■ **Alıştırma a**: Doğu Akdeniz yazısındaki "Zira günlük siyasette" ile başlayıp "almak zorunda kalıyor." ile biten bölümü, "reaktif" yerine "tepkisel" koyarak düzenle ve yeniden yaz.

■ **Belge bölümü**:

-------------------------

Doğu Akdeniz’de Yeni Jeopolitik Evre
Türk-Amerikan ilişkileri
zor bir dönemden geçiyor. Türk ordusu Suriye’de
Amerikan vekalet savaşçıları ile çatışıyor. Karşılıklı hamleleri, üst
düzey hükümet görevlilerinin sert açıklamaları takip ediyor. Ancak günlük
siyaset akışında ve hele 24 Haziran seçimlerine kitlenilmiş bir ortamda Türk
tarafının açıklamalarının etkisi tartışılabilir. Buna karşılık ABD hükümet dışı
çevreleri Türkiye’yi sadece eleştirmekle kalmıyor, neredeyse düşman ilan ediyor. Türk muhalefeti
ise her koşulda ABD’yi eleştirmekten çekiniyor. Benzer şekilde Türk ana akım,
yani müesses nizamın siyasi parti ve seçim bloklarının propaganda ve seçim
bildirgelerinde Türk Amerikan ilişkilerinin geleceğinin son 72 yılın yarattığı yoğun
gölge içinde hazırlanmış olduğu dikkat çekiyor. Sanki 15 Temmuz darbe girişimi
olmamış gibi. Bu belgelerde ABD’nin bölge çıkarlarının 21’inci yüzyıldaki Türk
jeopolitiğine etkisi ve bu çıkarların mevcut ve gelecekteki Türk çıkarları ile
kaçınılmaz çatışma durumu dikkate alınmamış.
Zira günlük siyasette
bloklar arası nefrete varan siyasi çekişme, merkezden çıkıp çevreye bakmayı
önlüyor. Pratik teoriyi; Taktik stratejiyi
öldürüyor. Ama kısa dönemli hedef ve çıkarlar geleceği şekillendirmeye
yetmiyor. Bu nedenle Türkiye, sürekli reaktif pozisyon almak zorunda kalıyor.

-------------------------

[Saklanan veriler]
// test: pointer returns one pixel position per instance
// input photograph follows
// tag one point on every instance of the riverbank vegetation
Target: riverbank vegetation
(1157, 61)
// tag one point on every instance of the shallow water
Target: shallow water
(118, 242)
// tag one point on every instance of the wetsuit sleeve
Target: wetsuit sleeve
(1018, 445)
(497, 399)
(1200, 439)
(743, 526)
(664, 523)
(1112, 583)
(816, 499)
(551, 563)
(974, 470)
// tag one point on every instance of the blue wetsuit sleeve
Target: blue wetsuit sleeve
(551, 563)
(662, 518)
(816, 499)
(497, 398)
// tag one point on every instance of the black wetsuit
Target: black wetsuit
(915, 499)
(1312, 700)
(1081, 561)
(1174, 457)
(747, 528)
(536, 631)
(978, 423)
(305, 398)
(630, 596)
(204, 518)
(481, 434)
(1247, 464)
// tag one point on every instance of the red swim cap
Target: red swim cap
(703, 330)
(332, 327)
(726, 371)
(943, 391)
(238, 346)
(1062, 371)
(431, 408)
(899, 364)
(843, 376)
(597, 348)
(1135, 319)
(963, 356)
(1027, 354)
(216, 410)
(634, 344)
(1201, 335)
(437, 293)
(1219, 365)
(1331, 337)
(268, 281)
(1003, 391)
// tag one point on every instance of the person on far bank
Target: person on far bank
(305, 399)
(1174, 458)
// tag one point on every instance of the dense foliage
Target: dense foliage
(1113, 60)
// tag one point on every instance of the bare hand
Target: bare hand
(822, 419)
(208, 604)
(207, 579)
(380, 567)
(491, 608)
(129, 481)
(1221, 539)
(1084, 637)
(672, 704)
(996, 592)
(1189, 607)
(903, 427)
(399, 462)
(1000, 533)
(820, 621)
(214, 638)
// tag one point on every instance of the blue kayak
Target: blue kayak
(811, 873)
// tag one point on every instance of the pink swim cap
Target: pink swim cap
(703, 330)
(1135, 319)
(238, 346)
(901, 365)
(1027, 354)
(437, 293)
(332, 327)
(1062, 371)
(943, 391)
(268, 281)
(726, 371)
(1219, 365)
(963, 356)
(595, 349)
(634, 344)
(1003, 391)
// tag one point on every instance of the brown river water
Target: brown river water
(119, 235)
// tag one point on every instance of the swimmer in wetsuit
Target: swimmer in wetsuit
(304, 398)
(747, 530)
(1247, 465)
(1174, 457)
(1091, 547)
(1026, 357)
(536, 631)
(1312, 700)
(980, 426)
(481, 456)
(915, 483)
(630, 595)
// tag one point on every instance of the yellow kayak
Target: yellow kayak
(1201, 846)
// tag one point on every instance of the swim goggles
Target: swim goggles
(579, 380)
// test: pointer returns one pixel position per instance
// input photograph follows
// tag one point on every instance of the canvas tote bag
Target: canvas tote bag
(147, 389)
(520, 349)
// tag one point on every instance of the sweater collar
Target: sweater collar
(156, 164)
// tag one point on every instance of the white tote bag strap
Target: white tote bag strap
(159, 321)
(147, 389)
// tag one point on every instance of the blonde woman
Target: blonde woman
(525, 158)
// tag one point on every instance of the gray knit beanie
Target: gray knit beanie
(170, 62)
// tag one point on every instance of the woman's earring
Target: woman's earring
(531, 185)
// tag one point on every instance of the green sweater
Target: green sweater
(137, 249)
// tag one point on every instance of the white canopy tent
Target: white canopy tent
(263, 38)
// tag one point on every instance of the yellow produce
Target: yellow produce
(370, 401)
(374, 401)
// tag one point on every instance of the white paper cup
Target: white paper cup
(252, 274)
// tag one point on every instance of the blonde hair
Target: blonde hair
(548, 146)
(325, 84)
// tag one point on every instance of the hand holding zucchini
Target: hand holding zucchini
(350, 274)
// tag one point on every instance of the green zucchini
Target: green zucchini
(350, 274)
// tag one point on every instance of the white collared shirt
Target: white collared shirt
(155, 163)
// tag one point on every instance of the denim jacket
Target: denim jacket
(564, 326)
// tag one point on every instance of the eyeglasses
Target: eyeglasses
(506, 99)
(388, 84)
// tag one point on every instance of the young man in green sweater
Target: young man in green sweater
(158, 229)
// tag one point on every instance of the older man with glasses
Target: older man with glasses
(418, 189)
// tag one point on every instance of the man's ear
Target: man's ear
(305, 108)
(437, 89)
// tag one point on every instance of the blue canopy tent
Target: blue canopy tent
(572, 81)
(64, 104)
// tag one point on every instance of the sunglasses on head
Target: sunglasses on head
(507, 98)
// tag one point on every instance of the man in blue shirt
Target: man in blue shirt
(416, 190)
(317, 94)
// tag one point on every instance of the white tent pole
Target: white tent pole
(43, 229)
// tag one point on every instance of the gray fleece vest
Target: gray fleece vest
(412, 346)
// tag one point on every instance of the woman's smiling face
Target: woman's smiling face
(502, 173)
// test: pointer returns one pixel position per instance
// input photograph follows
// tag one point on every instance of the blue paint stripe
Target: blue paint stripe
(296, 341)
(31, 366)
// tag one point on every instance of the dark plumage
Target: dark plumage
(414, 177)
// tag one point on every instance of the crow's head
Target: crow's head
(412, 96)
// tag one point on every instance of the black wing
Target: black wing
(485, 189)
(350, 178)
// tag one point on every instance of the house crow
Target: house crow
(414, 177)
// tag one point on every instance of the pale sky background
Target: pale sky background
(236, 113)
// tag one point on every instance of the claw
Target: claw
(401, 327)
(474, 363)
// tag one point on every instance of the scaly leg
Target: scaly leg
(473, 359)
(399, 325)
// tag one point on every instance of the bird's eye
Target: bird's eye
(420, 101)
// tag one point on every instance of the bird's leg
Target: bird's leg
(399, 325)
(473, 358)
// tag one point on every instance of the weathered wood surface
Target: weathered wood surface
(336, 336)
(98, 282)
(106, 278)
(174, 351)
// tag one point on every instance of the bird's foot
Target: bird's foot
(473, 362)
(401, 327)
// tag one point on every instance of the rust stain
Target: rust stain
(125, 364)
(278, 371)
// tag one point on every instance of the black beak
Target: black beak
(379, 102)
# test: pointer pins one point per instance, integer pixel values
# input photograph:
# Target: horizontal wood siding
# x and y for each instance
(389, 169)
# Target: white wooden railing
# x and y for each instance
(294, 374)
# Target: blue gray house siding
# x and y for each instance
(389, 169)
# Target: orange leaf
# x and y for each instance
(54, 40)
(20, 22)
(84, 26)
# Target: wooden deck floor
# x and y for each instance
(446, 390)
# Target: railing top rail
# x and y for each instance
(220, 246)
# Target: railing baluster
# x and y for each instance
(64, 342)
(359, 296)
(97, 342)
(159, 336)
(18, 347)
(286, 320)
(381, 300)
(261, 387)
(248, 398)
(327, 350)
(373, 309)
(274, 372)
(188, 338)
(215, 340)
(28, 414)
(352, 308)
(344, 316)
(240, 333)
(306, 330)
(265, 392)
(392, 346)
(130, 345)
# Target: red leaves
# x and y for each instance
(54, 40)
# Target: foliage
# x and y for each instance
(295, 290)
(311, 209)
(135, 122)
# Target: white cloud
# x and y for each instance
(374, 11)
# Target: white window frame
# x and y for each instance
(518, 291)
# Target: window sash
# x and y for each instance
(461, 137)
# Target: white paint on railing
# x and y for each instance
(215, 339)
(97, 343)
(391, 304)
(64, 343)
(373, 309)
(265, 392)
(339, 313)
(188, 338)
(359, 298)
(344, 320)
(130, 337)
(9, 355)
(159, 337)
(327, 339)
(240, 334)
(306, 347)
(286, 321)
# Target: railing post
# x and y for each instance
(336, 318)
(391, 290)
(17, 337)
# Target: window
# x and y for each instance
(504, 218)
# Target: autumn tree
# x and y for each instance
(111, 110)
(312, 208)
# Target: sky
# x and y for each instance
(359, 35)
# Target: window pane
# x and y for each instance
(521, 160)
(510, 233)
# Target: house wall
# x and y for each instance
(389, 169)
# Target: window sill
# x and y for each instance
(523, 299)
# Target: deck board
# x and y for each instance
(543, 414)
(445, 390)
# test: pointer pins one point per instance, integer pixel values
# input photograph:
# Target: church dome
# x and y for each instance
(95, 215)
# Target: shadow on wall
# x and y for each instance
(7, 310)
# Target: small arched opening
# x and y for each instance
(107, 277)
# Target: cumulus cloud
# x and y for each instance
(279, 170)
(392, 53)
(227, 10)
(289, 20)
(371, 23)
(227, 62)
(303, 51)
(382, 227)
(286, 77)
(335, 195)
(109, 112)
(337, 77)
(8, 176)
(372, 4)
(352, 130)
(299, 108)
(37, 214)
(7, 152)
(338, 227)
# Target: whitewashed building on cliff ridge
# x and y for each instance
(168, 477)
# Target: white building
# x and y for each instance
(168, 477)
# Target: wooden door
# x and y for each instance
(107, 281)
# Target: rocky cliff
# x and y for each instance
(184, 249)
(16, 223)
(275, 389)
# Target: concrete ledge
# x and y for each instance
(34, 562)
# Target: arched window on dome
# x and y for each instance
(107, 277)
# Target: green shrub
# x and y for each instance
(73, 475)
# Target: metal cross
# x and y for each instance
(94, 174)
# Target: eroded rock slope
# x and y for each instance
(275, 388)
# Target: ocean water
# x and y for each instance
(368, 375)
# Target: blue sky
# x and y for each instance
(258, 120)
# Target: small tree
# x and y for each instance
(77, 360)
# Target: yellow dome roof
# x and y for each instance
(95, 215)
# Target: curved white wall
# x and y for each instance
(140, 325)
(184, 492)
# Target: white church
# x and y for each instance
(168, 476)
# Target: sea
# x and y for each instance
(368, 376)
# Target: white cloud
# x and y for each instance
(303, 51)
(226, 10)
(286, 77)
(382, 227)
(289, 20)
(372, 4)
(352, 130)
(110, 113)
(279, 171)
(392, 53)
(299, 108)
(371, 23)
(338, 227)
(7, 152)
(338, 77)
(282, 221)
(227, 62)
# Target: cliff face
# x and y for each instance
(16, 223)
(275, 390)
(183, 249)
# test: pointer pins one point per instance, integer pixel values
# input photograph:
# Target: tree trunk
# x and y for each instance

-------------------------

■ **Alıştırma b**: Listede "foliage" dizesini içeren kaç satır var? Büyük-küçük harf ayrımı dikkate alınsın, yalnızca sayıyı yaz.

■ **Tam çıktı a**:
Zira günlük siyasette
bloklar arası nefrete varan siyasi çekişme, merkezden çıkıp çevreye bakmayı
önlüyor. Pratik teoriyi; Taktik stratejiyi
öldürüyor. Ama kısa dönemli hedef ve çıkarlar geleceği şekillendirmeye
yetmiyor. Bu nedenle Türkiye, sürekli tepkisel pozisyon almak zorunda kalıyor.

■ **Tam çıktı b**: 3